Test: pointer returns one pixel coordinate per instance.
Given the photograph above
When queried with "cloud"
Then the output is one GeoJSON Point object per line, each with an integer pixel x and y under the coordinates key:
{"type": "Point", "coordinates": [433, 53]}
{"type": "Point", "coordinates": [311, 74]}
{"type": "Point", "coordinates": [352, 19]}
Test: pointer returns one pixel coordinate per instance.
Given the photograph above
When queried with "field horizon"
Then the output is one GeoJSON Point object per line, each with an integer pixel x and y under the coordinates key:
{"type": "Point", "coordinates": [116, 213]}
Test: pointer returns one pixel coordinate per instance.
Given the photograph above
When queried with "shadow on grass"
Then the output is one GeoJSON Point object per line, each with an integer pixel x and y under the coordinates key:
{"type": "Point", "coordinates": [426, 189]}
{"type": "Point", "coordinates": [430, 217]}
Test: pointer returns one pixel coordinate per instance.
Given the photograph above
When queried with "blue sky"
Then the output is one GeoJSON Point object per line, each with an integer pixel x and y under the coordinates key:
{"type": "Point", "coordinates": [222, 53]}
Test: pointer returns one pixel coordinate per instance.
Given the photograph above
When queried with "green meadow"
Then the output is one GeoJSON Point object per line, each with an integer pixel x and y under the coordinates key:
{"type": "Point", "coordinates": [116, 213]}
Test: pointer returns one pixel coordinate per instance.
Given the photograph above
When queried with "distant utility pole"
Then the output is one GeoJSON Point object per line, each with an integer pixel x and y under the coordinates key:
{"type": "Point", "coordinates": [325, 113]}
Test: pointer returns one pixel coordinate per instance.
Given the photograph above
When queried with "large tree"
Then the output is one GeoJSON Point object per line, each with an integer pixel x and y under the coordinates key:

- - - - -

__Written exercise__:
Return every line of the material exactly.

__Written response__:
Test: pointer returns one pixel coordinate per instance.
Given the photograph above
When queried with "cloud"
Then the output is one GeoJSON Point object per line, each with an integer pixel x and y under the coordinates key:
{"type": "Point", "coordinates": [433, 53]}
{"type": "Point", "coordinates": [311, 74]}
{"type": "Point", "coordinates": [352, 19]}
Test: pointer returns one pixel coordinate per instance.
Given the photograph above
When queried with "field horizon"
Then the output is one GeoJSON Point object per line, each with an integer pixel x and y under the coordinates key:
{"type": "Point", "coordinates": [116, 213]}
Test: pointer returns one pixel coordinate per instance.
Given the photograph above
When queried with "shadow on grass"
Then the output is one GeoJSON Point object per line, each with an integer pixel x and y under the coordinates key:
{"type": "Point", "coordinates": [426, 189]}
{"type": "Point", "coordinates": [430, 217]}
Test: pointer returns one pixel coordinate per instance.
Given the photograph above
When queried with "blue sky"
Then the output is one GeoJSON Point object per line, each with an integer pixel x and y under the coordinates key:
{"type": "Point", "coordinates": [222, 53]}
Test: pointer returns one pixel coordinate per instance.
Given the photograph above
When queried with "green meadow"
Then the output is one GeoJSON Point object per line, each with an integer pixel x and y under the coordinates key:
{"type": "Point", "coordinates": [116, 213]}
Test: pointer returns one pixel coordinate per instance.
Given the photograph above
When queried with "distant utility pole"
Then the output is one GeoJSON Point object per line, each with an integer pixel x and y under the coordinates key:
{"type": "Point", "coordinates": [325, 113]}
Test: pointer returns one pixel coordinate per instance.
Given the photograph above
When queried with "large tree"
Then the output is one GeoJSON Point object per line, each with an integer pixel x and y under the coordinates key:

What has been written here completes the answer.